WHAT IS REQUIRED ->
Reproduce the following material exactly, including every line.

RECORDS FOR THIS EXERCISE ->
┄┄┄┄┄┄
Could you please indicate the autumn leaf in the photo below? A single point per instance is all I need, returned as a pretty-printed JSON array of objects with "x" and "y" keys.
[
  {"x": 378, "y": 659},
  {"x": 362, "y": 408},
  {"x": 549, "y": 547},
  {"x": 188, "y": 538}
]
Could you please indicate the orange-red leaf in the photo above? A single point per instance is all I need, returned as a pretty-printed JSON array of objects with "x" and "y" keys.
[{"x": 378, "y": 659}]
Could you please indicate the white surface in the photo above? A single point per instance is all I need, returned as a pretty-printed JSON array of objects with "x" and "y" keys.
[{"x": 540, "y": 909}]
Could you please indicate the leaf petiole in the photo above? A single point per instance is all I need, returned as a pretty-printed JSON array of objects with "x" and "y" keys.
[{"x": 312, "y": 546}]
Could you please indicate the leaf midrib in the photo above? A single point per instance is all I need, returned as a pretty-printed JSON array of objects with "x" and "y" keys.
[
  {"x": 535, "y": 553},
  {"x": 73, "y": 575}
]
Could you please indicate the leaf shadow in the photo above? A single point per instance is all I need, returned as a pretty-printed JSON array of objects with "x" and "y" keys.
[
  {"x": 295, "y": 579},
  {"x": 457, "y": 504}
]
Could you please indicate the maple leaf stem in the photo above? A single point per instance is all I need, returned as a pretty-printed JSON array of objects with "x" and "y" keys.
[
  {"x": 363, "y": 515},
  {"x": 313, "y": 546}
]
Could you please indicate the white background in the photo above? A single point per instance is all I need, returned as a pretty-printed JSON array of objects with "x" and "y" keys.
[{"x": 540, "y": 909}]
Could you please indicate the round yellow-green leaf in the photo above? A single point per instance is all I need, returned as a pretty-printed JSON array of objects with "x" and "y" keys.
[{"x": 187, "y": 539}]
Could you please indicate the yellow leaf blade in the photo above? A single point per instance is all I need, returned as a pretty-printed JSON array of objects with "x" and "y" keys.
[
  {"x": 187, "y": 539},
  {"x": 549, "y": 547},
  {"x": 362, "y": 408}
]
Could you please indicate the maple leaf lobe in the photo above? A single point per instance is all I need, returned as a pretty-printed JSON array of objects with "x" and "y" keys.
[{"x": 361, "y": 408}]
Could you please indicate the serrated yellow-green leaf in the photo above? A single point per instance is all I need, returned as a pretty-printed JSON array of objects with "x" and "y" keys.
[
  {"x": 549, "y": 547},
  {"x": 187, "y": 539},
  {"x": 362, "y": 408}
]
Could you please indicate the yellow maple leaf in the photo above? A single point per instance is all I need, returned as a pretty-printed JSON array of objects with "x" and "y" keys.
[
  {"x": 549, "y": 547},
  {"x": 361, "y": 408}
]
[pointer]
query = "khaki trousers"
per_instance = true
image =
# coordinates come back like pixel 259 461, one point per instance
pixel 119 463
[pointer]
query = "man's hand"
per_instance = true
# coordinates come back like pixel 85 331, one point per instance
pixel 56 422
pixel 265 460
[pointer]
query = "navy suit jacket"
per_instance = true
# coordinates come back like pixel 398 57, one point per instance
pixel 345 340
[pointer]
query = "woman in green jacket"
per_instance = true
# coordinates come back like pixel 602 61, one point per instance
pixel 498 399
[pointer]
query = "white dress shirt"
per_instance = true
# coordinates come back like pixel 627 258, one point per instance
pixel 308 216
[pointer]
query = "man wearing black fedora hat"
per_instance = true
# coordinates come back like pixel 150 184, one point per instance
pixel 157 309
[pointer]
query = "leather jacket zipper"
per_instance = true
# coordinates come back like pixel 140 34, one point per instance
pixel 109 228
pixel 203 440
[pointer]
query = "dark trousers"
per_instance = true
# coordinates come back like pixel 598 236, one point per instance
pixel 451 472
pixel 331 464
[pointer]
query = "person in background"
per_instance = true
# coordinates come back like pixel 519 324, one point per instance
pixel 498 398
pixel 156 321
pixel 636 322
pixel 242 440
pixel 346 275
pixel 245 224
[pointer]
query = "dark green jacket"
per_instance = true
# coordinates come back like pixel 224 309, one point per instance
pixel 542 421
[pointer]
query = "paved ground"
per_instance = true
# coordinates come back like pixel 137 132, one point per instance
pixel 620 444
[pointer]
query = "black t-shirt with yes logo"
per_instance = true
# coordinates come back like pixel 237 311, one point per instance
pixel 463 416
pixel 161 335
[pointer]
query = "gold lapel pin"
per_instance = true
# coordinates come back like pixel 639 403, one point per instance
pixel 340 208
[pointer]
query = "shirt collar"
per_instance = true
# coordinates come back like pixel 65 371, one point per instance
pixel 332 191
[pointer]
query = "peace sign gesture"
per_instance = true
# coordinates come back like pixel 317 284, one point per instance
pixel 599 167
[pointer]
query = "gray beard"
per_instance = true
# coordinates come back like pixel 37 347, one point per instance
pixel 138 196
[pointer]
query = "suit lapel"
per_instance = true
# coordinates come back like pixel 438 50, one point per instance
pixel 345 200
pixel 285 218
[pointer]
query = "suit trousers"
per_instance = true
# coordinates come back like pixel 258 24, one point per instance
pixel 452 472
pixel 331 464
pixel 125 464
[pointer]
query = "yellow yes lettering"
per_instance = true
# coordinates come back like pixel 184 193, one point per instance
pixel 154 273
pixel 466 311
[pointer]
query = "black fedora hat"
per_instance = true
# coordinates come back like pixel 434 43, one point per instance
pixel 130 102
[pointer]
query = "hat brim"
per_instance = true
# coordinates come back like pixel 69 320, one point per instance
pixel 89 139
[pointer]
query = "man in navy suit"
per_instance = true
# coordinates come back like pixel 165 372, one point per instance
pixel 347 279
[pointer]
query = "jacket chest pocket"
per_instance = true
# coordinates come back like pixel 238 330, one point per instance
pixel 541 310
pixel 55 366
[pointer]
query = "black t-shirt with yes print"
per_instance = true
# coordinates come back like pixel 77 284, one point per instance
┄┄┄┄┄┄
SOLUTION FOR THIS PROBLEM ->
Could you please indicate the autumn leaf in the photo below? A single point per instance is all I need, returned as a pretty-printed JSON array of objects with "x" and "y" keys.
[
  {"x": 378, "y": 659},
  {"x": 362, "y": 408},
  {"x": 549, "y": 547},
  {"x": 188, "y": 538}
]
Could you please indicate the orange-red leaf in the photo above? A single point per instance is all I need, returned as a pretty-printed JSON array of objects with "x" and "y" keys.
[{"x": 378, "y": 659}]
Could you please indicate the white surface in the photo above? A single point per instance is all I need, returned as a pretty-printed JSON array of objects with "x" and "y" keys.
[{"x": 540, "y": 909}]
Could you please indicate the leaf petiole in the photo above? A single point per instance is all I need, returned as a pretty-printed JSON array of objects with "x" and "y" keys.
[{"x": 312, "y": 546}]
Could you please indicate the leaf midrib in the photo above? A single point per instance is all I need, returned as a pretty-printed JSON array of objects with "x" and "y" keys.
[
  {"x": 535, "y": 553},
  {"x": 73, "y": 575}
]
Could you please indicate the leaf shadow in the photo above? A single point per instance is all I need, returned as a pretty-printed JSON array of objects with "x" and "y" keys.
[
  {"x": 295, "y": 579},
  {"x": 457, "y": 504}
]
Could you please indicate the maple leaf stem in the photo above? A single point per instance is all I need, returned as a pretty-printed JSON array of objects with "x" and "y" keys.
[
  {"x": 363, "y": 515},
  {"x": 313, "y": 546}
]
Could you please indicate the white background in the photo above? A single point per instance is all I need, returned as a pretty-printed JSON array of objects with "x" and "y" keys.
[{"x": 540, "y": 909}]
Could you please indicate the round yellow-green leaf in the photo above? A single point per instance is all I need, returned as a pretty-printed JSON array of objects with "x" and "y" keys.
[{"x": 187, "y": 539}]
Could you please indicate the yellow leaf blade in the photo above? A single point per instance is all I need, returned as a pretty-printed JSON array of objects with "x" and "y" keys.
[
  {"x": 187, "y": 539},
  {"x": 549, "y": 547},
  {"x": 362, "y": 408}
]
Could you please indicate the maple leaf lobe in the photo above? A single point per instance is all I need, returned as a pretty-printed JSON array of objects with "x" and "y" keys.
[{"x": 361, "y": 408}]
Could you please indicate the serrated yellow-green leaf in the photo above? A single point per instance is all I need, returned as a pretty-printed JSON array of objects with "x" and "y" keys.
[
  {"x": 549, "y": 547},
  {"x": 187, "y": 539},
  {"x": 362, "y": 408}
]
Could you please indicate the yellow maple leaf in the photo above? A single point per instance is all I need, returned as a pretty-printed JSON array of objects with "x" and "y" keys.
[
  {"x": 549, "y": 547},
  {"x": 361, "y": 408}
]
[pointer]
query = "khaki trousers"
per_instance = true
image =
# coordinates come back like pixel 259 461, one point per instance
pixel 119 463
[pointer]
query = "man's hand"
per_instance = true
# coordinates come back like pixel 85 331, one point per instance
pixel 56 422
pixel 265 460
[pointer]
query = "navy suit jacket"
per_instance = true
# coordinates come back like pixel 398 57, one point per instance
pixel 345 340
[pointer]
query = "woman in green jacket"
per_instance = true
# coordinates come back like pixel 602 61, one point per instance
pixel 498 399
[pointer]
query = "white dress shirt"
per_instance = true
# coordinates come back like pixel 627 258, one point per instance
pixel 308 216
[pointer]
query = "man wearing black fedora hat"
per_instance = true
# coordinates come back like pixel 150 184, one point per instance
pixel 157 309
[pointer]
query = "leather jacket zipper"
per_instance = true
# coordinates come back like pixel 140 34, one point per instance
pixel 109 228
pixel 203 440
[pointer]
query = "dark trousers"
per_instance = true
# coordinates come back like pixel 598 236, one point per instance
pixel 451 472
pixel 331 464
[pointer]
query = "person in background"
per_instance = true
# coordinates come back like pixel 519 324, one point per instance
pixel 498 398
pixel 156 321
pixel 636 322
pixel 242 440
pixel 346 275
pixel 245 224
[pointer]
query = "dark green jacket"
per_instance = true
# coordinates come back like pixel 224 309, one point per instance
pixel 542 421
[pointer]
query = "paved ground"
per_instance = true
# coordinates come back like pixel 137 132, one point per instance
pixel 620 444
[pointer]
query = "black t-shirt with yes logo"
per_instance = true
# coordinates come back like pixel 237 311, one point per instance
pixel 463 416
pixel 161 335
[pointer]
query = "gold lapel pin"
per_instance = true
# coordinates come back like pixel 639 403, one point per instance
pixel 340 208
[pointer]
query = "shirt collar"
per_instance = true
# coordinates come back like pixel 65 371, one point per instance
pixel 332 191
[pointer]
query = "peace sign gesture"
per_instance = true
# coordinates come back like pixel 317 284, one point per instance
pixel 599 167
[pointer]
query = "gray beard"
per_instance = true
# coordinates come back like pixel 37 347, one point per instance
pixel 138 196
[pointer]
query = "suit lapel"
per_instance = true
# coordinates come back like pixel 438 50, one point per instance
pixel 345 200
pixel 285 218
[pointer]
query = "suit trousers"
per_instance = true
# coordinates come back like pixel 258 24, one point per instance
pixel 452 472
pixel 331 464
pixel 125 464
[pointer]
query = "yellow yes lettering"
per_instance = true
# coordinates come back like pixel 184 193, one point per instance
pixel 154 273
pixel 466 311
[pointer]
query = "black fedora hat"
per_instance = true
# coordinates come back like pixel 434 43, one point per instance
pixel 130 102
[pointer]
query = "hat brim"
per_instance = true
# coordinates come back like pixel 69 320, one point per instance
pixel 89 139
[pointer]
query = "man in navy suit"
per_instance = true
# coordinates come back like pixel 165 372, one point per instance
pixel 347 279
[pointer]
query = "jacket chest pocket"
per_instance = true
# coordinates come back like pixel 238 330, one point per instance
pixel 541 310
pixel 55 366
[pointer]
query = "black t-shirt with yes print"
per_instance = true
# coordinates come back like pixel 77 284, one point per instance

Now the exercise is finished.